## Assigned task
If a line in the records below contains the word "pixel", copy it.

## Record set

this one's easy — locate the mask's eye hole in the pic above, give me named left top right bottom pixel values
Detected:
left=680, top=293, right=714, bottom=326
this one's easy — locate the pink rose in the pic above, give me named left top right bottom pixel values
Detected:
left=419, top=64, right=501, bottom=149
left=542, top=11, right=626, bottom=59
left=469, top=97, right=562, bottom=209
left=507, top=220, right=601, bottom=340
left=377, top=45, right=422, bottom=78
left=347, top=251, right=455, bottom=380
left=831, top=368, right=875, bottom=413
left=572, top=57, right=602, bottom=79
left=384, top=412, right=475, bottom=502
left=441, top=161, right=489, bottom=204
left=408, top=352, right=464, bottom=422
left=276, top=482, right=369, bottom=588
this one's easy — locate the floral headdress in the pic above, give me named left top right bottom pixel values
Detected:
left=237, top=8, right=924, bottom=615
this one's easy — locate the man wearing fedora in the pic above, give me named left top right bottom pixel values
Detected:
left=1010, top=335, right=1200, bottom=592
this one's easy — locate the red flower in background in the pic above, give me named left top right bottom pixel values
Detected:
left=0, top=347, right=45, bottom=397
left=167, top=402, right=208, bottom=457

## Solution for this task
this one's easy — locate the mask's eye hole in the pic above, give me named left top right bottom pixel values
this one's easy — locate the pink rose in the pic above, give me named left top right bottom pixel values
this one's easy — locate the floral headdress in the pic above, give me named left top right bottom pixel values
this one's easy — locate the man wearing fedora in the pic above, give me named left top right bottom pixel values
this one's easy — locate the red flower in background in the pic above, give me named left top right bottom pixel values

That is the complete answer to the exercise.